▸ **Problem statement**: Write the entries out again. Each one must match exactly.

▸ **Data supplied**:
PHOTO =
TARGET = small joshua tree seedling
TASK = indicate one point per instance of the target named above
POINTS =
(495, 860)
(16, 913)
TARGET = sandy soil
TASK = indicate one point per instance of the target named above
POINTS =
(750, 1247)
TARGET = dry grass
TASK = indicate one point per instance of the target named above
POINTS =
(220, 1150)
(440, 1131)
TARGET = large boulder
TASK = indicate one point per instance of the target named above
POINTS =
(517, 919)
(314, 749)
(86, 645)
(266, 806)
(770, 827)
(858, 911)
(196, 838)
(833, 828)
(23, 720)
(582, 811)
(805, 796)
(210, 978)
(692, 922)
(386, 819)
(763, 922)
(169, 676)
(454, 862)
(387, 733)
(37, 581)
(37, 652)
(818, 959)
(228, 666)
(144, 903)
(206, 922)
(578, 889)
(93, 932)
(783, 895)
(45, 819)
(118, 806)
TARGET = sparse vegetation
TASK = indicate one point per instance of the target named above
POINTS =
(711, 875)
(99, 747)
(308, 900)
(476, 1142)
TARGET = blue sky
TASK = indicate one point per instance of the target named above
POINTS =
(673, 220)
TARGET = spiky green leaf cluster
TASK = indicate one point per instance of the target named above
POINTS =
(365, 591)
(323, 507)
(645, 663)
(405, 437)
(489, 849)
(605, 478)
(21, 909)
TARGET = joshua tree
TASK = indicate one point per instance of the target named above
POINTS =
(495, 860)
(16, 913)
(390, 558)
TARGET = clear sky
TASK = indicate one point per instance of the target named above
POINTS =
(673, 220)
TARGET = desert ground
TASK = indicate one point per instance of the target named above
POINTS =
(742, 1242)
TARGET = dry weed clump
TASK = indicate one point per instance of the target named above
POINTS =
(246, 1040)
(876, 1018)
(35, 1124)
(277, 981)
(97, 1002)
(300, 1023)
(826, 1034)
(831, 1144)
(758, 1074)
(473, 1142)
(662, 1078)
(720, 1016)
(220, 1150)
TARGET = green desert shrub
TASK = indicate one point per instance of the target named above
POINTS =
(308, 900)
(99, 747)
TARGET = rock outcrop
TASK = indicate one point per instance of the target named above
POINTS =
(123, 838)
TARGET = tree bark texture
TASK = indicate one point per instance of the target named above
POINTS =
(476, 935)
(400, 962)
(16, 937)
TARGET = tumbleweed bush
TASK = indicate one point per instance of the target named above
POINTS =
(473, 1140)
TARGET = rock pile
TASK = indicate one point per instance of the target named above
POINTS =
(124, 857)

▸ **Output**:
PHOTO =
TARGET = small joshua tree seedling
TASK = indicate one point per instance of the target named above
POINTS =
(495, 860)
(16, 913)
TARGET = sandy soil
TASK = indicate one point per instance of the target named above
POINTS =
(750, 1247)
TARGET = dry grass
TASK = indicate one point per instance of the target named above
POINTS =
(220, 1150)
(440, 1131)
TARGET = large boulder
TASK = indicate one point per instance of the target named above
POINTS =
(517, 919)
(314, 749)
(86, 645)
(266, 806)
(770, 827)
(858, 911)
(196, 838)
(833, 828)
(23, 720)
(582, 811)
(805, 796)
(210, 978)
(692, 922)
(386, 819)
(763, 922)
(169, 676)
(454, 862)
(387, 733)
(37, 581)
(37, 652)
(818, 959)
(228, 666)
(144, 903)
(206, 922)
(578, 889)
(93, 932)
(783, 895)
(45, 819)
(118, 806)
TARGET = sparse vegetation
TASK = indicate one point per instance of the target named above
POINTS =
(711, 875)
(99, 747)
(308, 900)
(476, 1142)
TARGET = blue sky
TASK = indicate one point per instance of the target named above
POINTS =
(673, 220)
TARGET = spiky green leaf cluster
TASK = indicate one point per instance of the target named above
POINTS =
(365, 591)
(323, 507)
(645, 663)
(405, 437)
(489, 849)
(605, 478)
(21, 909)
TARGET = joshua tree
TASK = indicate one point per instance of the target named above
POINTS =
(495, 860)
(16, 913)
(390, 558)
TARGET = clear sky
TASK = indicate one point per instance of the target named above
POINTS =
(673, 220)
TARGET = desert ground
TASK = indicate one point per instance of the target named above
POINTS =
(742, 1242)
TARGET = dry weed clump
TASK = indicate one point per instance of the target named above
POINTS =
(246, 1040)
(876, 1018)
(35, 1124)
(277, 981)
(97, 1002)
(300, 1023)
(826, 1034)
(831, 1144)
(758, 1074)
(473, 1142)
(662, 1078)
(720, 1016)
(220, 1150)
TARGET = green desert shrub
TASK = indicate one point per instance of the target named above
POINTS =
(308, 900)
(99, 747)
TARGET = rock outcrop
TASK = indicate one point per instance of the target named above
POINTS =
(123, 838)
TARGET = tree bark texture
TASK = indicate one point per instance of the target named above
POINTS =
(476, 935)
(400, 962)
(16, 937)
TARGET = tumbleweed bush
TASK = indicate one point per instance of the target named above
POINTS =
(473, 1140)
TARGET = rock pile
TASK = indicate one point per instance of the target named above
POINTS =
(124, 857)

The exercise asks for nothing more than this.